╭──

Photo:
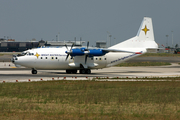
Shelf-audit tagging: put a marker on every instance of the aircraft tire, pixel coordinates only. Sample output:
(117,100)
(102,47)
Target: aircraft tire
(34,71)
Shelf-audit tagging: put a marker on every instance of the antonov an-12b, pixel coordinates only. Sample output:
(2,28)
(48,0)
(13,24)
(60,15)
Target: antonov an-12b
(84,59)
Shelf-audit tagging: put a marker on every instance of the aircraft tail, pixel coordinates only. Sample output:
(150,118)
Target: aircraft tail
(143,39)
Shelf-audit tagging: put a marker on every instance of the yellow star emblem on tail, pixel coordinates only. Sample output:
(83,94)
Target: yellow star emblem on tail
(37,55)
(145,29)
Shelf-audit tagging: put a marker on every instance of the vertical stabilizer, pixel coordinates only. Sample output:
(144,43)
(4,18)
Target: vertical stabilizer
(143,39)
(146,30)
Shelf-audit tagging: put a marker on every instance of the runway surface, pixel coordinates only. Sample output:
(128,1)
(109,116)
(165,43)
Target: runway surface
(8,73)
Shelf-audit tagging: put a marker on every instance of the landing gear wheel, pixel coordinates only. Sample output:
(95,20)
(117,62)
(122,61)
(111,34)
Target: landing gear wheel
(82,71)
(34,71)
(88,71)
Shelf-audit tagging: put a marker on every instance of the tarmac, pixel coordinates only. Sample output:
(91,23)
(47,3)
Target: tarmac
(9,73)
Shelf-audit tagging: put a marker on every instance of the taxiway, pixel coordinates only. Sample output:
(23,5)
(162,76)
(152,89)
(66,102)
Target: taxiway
(8,73)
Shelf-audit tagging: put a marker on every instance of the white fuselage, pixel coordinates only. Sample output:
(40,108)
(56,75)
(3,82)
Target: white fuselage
(54,58)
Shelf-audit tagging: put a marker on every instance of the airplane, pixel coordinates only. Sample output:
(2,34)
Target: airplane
(84,59)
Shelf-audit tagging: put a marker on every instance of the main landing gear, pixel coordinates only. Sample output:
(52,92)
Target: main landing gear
(81,71)
(34,71)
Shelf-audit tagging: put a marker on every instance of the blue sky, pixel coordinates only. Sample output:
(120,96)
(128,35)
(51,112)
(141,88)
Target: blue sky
(90,19)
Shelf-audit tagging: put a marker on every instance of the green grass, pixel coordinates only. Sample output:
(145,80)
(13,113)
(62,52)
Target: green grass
(160,55)
(90,100)
(146,63)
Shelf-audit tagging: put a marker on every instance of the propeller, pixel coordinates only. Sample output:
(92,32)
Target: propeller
(68,51)
(87,51)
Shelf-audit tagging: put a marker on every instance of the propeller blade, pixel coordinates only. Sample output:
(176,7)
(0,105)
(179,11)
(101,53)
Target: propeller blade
(66,47)
(87,45)
(67,56)
(86,58)
(72,46)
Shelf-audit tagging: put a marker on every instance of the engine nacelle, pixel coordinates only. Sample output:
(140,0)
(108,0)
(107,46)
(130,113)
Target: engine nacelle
(83,51)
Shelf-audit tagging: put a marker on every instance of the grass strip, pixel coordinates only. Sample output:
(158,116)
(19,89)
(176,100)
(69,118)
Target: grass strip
(90,100)
(145,63)
(160,55)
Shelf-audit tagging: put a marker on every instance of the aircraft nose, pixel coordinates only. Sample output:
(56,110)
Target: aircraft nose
(13,59)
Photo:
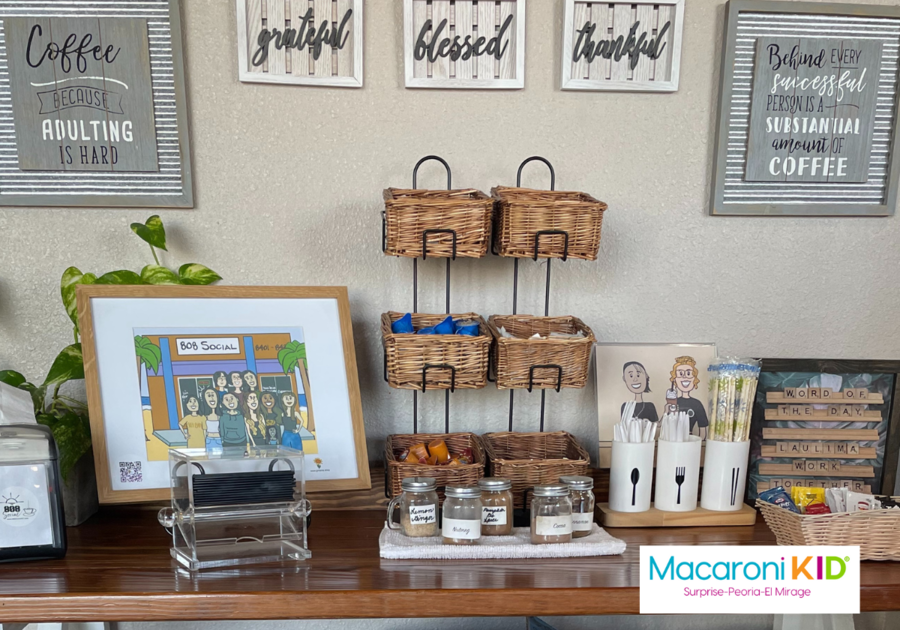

╰──

▸ Assignment:
A word-for-word copy of all the data is required, minus the pictures.

▸ Task solution:
Photo:
Shelf-audit tagging: put a marker on every instance of the aircraft tire, pixel coordinates only. Sample output:
(117,100)
(102,47)
Target: aircraft tire
(34,71)
Shelf-audit tagging: put a marker on every instance of the antonov an-12b, pixel coordinates only. Sample output:
(2,28)
(48,0)
(13,24)
(60,15)
Target: antonov an-12b
(84,59)
Shelf-audit tagging: put a marker on every instance of the aircraft tail, pixel coordinates only. Sample output:
(150,118)
Target: aircraft tail
(143,39)
Shelf-audit tagging: put a marker on every instance of the yellow star emblem on tail, pixel coordinates only. Sample output:
(83,94)
Target: yellow star emblem on tail
(37,55)
(145,29)
Shelf-audit tagging: put a marker on every instance of the vertical stabilizer, pixel coordinates only. Sample output:
(144,43)
(4,18)
Target: vertical stabilizer
(143,39)
(146,30)
Shelf-audit tagging: put a marker on every instance of the runway surface, pixel coordinates only. Sample output:
(128,1)
(109,116)
(165,43)
Target: runway surface
(8,73)
Shelf-audit tagging: put a marker on every instance of the landing gear wheel, pixel coordinates only. Sample output:
(95,20)
(117,62)
(122,61)
(111,34)
Target: landing gear wheel
(82,71)
(34,71)
(88,71)
Shelf-audit tagging: put a marker on every instance of the tarmac, pixel coordinates only. Sample output:
(91,23)
(47,3)
Target: tarmac
(9,73)
Shelf-audit tagging: put a marker on every instance of the taxiway, pixel coordinates only. Sample output:
(23,5)
(162,76)
(152,89)
(66,102)
Target: taxiway
(8,73)
Shelf-audit tagging: put a marker on every instance of the white fuselage, pixel coordinates only. Sample output:
(40,108)
(56,75)
(3,82)
Target: white fuselage
(54,58)
Shelf-audit tagging: put a marker on every instance of the airplane, pixel coordinates only. Sample output:
(2,34)
Target: airplane
(84,59)
Shelf-audit tagging: put a marker on every instance of the main landing gear, pixel coordinates only. Sample output:
(52,92)
Target: main landing gear
(81,71)
(34,71)
Shelf-audit tagging: put a marker on every instance of the blue sky, pixel coordinates only. Sample output:
(120,96)
(128,35)
(51,112)
(141,88)
Target: blue sky
(90,19)
Shelf-audit tagging: put a marker on every instance of the green grass, pixel coordinates only. Sample output:
(145,80)
(13,113)
(62,52)
Target: green grass
(160,55)
(90,100)
(146,63)
Shelf-audit tagging: put a marker on every instance of the propeller, pixel coordinates only. Sample output:
(92,32)
Target: propeller
(68,51)
(87,51)
Shelf-audit tagging: put a marker on every instance of the propeller blade, pixel coordinates only. Sample output:
(176,7)
(0,105)
(179,11)
(101,53)
Target: propeller blade
(66,47)
(87,45)
(67,56)
(86,58)
(72,46)
Shelf-audit tagging: put a marker on every instance of the engine nacelle, pixel coordinates only. Sample output:
(140,0)
(108,0)
(107,46)
(130,113)
Target: engine nacelle
(83,51)
Shelf-audit tagging: put a marker on every instance of the grass strip, pixel coordinates only. Sample output:
(158,116)
(19,89)
(176,100)
(69,118)
Target: grass strip
(90,100)
(145,63)
(160,55)
Shelf-audit tagging: put a marker on every instance of the aircraft nose, pixel coordinates only. Sample output:
(56,110)
Target: aircraft nose
(13,59)
Photo:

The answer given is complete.